------ Recorded information ------

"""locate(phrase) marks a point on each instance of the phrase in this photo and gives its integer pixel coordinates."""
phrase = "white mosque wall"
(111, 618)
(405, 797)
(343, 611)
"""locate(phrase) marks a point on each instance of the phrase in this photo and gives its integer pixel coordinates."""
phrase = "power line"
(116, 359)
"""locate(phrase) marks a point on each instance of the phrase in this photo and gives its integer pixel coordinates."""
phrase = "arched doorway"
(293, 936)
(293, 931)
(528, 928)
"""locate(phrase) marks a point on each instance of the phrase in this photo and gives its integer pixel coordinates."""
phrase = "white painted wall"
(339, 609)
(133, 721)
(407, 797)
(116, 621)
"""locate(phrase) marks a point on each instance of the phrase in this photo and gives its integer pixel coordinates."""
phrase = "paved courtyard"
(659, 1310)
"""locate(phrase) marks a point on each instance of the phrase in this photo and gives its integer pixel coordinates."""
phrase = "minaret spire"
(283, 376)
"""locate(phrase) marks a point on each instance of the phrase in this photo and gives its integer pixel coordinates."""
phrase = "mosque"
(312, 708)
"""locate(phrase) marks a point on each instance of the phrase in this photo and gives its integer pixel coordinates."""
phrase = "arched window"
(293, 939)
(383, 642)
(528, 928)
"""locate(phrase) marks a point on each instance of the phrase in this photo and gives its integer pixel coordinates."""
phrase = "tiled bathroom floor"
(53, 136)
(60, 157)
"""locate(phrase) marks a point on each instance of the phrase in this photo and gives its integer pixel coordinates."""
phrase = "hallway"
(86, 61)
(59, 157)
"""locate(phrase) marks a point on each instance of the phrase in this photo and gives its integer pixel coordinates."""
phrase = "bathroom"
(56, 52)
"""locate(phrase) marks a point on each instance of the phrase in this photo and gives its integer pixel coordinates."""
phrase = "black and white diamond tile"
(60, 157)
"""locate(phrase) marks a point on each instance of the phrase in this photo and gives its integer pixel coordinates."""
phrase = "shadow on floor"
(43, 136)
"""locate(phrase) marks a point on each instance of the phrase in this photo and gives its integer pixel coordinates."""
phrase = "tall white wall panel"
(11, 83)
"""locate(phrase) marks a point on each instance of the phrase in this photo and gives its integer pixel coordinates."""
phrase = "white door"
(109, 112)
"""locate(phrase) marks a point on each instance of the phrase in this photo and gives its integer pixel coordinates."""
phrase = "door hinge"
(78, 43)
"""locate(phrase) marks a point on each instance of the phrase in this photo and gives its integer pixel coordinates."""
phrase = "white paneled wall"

------

■ Instruction ■
Reproduce the entire listing word for word.

■ Solution for this task ■
"""locate(phrase) marks a point on each instance of the phrase in this photo and gives its integer pixel coordinates."""
phrase = "white mosque wall"
(111, 618)
(405, 797)
(343, 611)
"""locate(phrase) marks a point on each instance of the phrase in this photo and gives its integer pixel coordinates."""
phrase = "power line"
(116, 359)
"""locate(phrase) marks a point on each instance of the phrase in this photo and gives its integer pixel coordinates."""
phrase = "arched doorway"
(293, 936)
(293, 931)
(528, 928)
"""locate(phrase) marks a point on each instance of the phrase in this photo and gives its integer pixel coordinates."""
phrase = "white painted wall"
(339, 609)
(133, 721)
(407, 797)
(116, 621)
"""locate(phrase) marks a point on each instance of the phrase in this photo and gives its integer pixel coordinates."""
phrase = "paved courtyard"
(659, 1310)
"""locate(phrase) marks a point on each instance of the phrase in this photo and gives its integer pixel coordinates."""
phrase = "minaret spire"
(283, 376)
"""locate(phrase) marks a point on each instance of the phrase in this photo and gives its integer pixel coordinates."""
phrase = "mosque"
(312, 708)
"""locate(phrase) marks a point on each instance of the phrase in this photo and gives its integer pixel coordinates."""
phrase = "arched window"
(293, 939)
(383, 642)
(528, 928)
"""locate(phrase) marks a point on each instance of the phrase in this photo and gives its integer pixel coordinates."""
phrase = "tiled bathroom floor"
(53, 136)
(60, 157)
"""locate(phrase) marks a point on each instance of the phrase in this photo and gives its integer pixel coordinates."""
phrase = "hallway"
(86, 61)
(59, 157)
"""locate(phrase) marks a point on each instance of the phrase in this photo and gives its integer pixel coordinates."""
phrase = "bathroom"
(56, 52)
"""locate(phrase) marks a point on each instance of the phrase in this photo and gives its integer pixel coordinates."""
phrase = "black and white diamond tile"
(60, 157)
"""locate(phrase) marks a point on each instance of the phrase in this photo and gives its integer pixel coordinates."""
phrase = "shadow on floor"
(43, 136)
"""locate(phrase) marks a point on each instance of the phrase in this photo and gives its integer pixel coordinates."""
phrase = "tall white wall panel"
(11, 83)
"""locate(phrase) marks a point on each instance of the phrase in this photo and gives its integer pixel coordinates."""
phrase = "white door"
(109, 112)
"""locate(phrase) marks a point on each instance of the phrase in this photo and gives its integer pixel coordinates."""
phrase = "door hinge"
(78, 43)
"""locate(phrase) marks a point on each instance of the phrase in this photo and gives its integer pixel coordinates."""
phrase = "white paneled wall"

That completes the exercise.